(Exercise instructions) Lay out the records from the line with "Phrase: black boot" through the end as a Markdown table with the columns Row and Line, skipping blank lines and leaving out the pictures.

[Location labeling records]
** BEGIN **

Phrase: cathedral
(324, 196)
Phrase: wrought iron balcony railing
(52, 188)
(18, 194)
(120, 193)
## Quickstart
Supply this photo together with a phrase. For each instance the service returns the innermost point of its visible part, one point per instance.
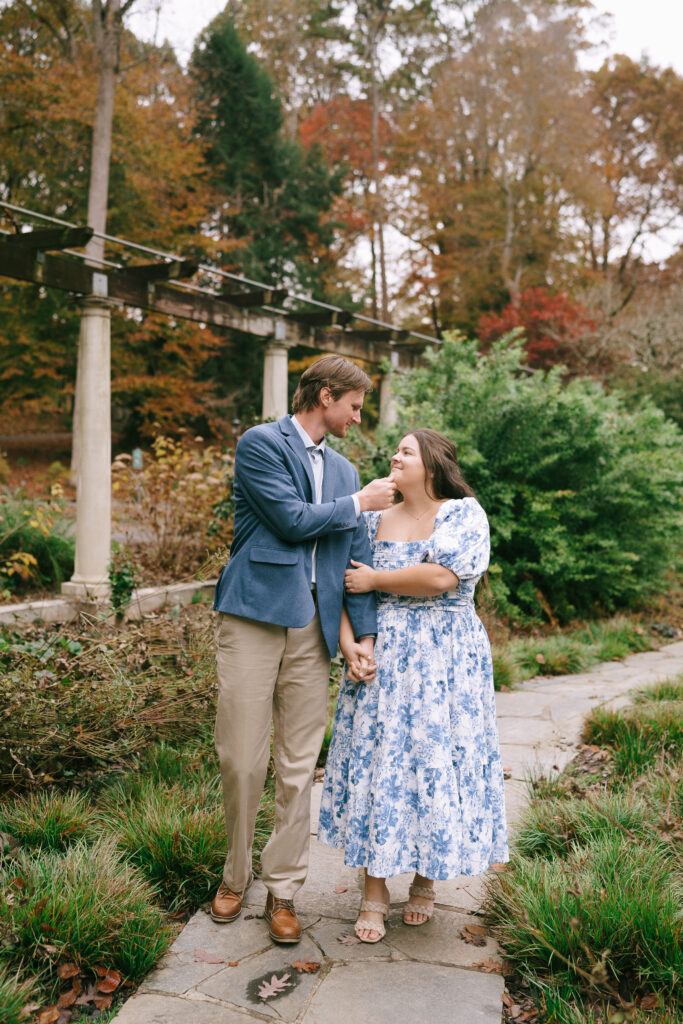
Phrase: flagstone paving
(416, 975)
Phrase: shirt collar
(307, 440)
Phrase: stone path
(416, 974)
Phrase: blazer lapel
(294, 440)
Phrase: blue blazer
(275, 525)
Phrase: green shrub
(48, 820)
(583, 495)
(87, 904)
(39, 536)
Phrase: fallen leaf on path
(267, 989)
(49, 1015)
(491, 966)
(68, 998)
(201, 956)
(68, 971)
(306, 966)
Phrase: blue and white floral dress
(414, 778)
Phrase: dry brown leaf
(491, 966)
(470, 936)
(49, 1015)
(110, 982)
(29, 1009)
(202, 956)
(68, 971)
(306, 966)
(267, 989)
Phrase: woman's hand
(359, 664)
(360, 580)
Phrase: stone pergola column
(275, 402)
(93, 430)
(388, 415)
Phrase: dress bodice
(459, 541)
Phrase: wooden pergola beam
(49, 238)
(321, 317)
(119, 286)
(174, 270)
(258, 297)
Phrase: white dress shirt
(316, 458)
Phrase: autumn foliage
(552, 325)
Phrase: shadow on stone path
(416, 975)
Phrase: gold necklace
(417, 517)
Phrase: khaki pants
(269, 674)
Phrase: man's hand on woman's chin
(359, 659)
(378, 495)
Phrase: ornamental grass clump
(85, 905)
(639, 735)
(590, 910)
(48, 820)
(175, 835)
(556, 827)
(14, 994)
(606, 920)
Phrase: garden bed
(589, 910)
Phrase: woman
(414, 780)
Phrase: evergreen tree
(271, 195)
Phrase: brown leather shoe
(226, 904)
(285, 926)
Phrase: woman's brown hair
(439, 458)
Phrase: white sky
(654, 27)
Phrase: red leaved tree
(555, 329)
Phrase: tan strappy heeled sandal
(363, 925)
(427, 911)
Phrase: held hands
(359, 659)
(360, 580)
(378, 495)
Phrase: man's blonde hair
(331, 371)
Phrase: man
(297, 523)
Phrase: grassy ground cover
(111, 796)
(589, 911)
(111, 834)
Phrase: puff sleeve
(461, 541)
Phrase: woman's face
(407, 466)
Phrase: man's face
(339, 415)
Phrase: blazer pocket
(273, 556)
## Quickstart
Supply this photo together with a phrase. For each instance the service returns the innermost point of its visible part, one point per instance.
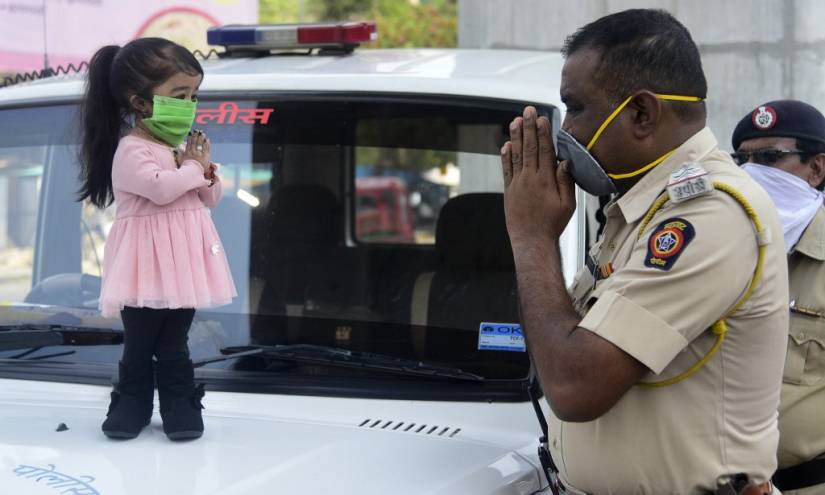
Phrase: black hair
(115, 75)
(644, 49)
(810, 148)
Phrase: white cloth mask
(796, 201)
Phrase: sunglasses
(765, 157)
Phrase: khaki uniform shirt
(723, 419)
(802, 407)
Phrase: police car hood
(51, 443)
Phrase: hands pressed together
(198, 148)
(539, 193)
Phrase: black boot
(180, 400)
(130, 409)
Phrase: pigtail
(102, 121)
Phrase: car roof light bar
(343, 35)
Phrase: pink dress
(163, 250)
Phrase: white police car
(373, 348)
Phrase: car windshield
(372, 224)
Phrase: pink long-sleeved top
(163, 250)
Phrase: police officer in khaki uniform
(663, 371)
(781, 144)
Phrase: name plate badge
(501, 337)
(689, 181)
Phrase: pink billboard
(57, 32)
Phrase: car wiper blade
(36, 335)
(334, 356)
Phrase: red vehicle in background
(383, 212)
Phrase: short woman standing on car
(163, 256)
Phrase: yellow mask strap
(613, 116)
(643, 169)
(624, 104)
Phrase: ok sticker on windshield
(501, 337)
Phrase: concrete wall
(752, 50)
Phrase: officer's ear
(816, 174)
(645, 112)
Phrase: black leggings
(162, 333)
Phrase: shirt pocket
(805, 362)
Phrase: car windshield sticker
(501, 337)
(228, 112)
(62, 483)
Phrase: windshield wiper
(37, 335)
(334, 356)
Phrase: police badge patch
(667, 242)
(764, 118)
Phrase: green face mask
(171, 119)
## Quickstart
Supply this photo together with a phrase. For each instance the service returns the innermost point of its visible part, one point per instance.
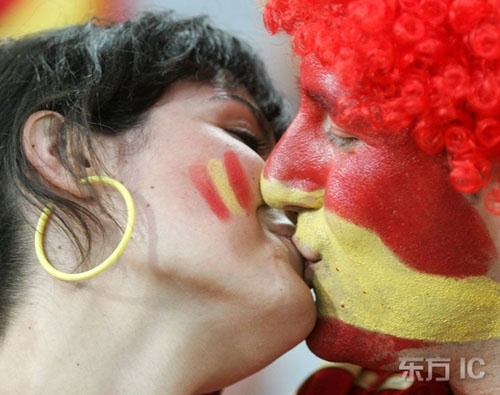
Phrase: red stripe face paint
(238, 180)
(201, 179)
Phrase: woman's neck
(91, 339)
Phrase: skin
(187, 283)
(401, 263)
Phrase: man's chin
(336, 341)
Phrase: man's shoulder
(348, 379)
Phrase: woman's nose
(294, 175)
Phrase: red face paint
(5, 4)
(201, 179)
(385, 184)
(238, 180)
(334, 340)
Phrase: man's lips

** END **

(Exercise answer)
| Row | Line |
|---|---|
| 1 | Phrase: black boot |
| 2 | (180, 400) |
| 3 | (130, 409) |
| 4 | Phrase: pigtail |
| 5 | (102, 121) |
| 6 | Phrase: car roof light bar |
| 7 | (343, 35) |
| 8 | Phrase: pink dress |
| 9 | (163, 250) |
| 10 | Phrase: white police car |
| 11 | (373, 348) |
| 12 | Phrase: car windshield |
| 13 | (372, 224) |
| 14 | Phrase: pink long-sleeved top |
| 15 | (163, 250) |
| 16 | Phrase: police officer in khaki uniform |
| 17 | (663, 371) |
| 18 | (781, 144) |
| 19 | Phrase: name plate badge |
| 20 | (501, 337) |
| 21 | (689, 181) |
| 22 | Phrase: pink billboard |
| 23 | (57, 32) |
| 24 | Phrase: car wiper blade |
| 25 | (36, 335) |
| 26 | (334, 356) |
| 27 | Phrase: red vehicle in background |
| 28 | (383, 212) |
| 29 | Phrase: short woman standing on car |
| 30 | (163, 256) |
| 31 | Phrase: yellow mask strap |
| 32 | (613, 116) |
| 33 | (643, 169) |
| 34 | (624, 104) |
| 35 | Phrase: ok sticker on windshield |
| 36 | (501, 337) |
| 37 | Phrase: concrete wall |
| 38 | (752, 50) |
| 39 | Phrase: officer's ear |
| 40 | (816, 174) |
| 41 | (645, 112) |
| 42 | Phrase: black leggings |
| 43 | (162, 333) |
| 44 | Phrase: shirt pocket |
| 45 | (805, 362) |
| 46 | Phrase: car windshield sticker |
| 47 | (501, 337) |
| 48 | (228, 112) |
| 49 | (62, 483) |
| 50 | Phrase: windshield wiper |
| 51 | (37, 335) |
| 52 | (334, 356) |
| 53 | Phrase: police badge patch |
| 54 | (667, 242) |
| 55 | (764, 118) |
| 56 | Phrase: green face mask |
| 57 | (171, 119) |
| 58 | ## Quickstart |
| 59 | Supply this photo together with a phrase. For each instance the service returns the innermost point of its visible part, one point per instance. |
| 60 | Phrase: red stripe face paint |
| 61 | (238, 180) |
| 62 | (201, 179) |
| 63 | Phrase: woman's neck |
| 64 | (91, 339) |
| 65 | Phrase: skin |
| 66 | (187, 283) |
| 67 | (401, 263) |
| 68 | Phrase: man's chin |
| 69 | (336, 341) |
| 70 | Phrase: man's shoulder |
| 71 | (348, 379) |
| 72 | Phrase: woman's nose |
| 73 | (294, 175) |
| 74 | Phrase: red face paint |
| 75 | (5, 4) |
| 76 | (201, 179) |
| 77 | (385, 184) |
| 78 | (238, 180) |
| 79 | (334, 340) |
| 80 | Phrase: man's lips |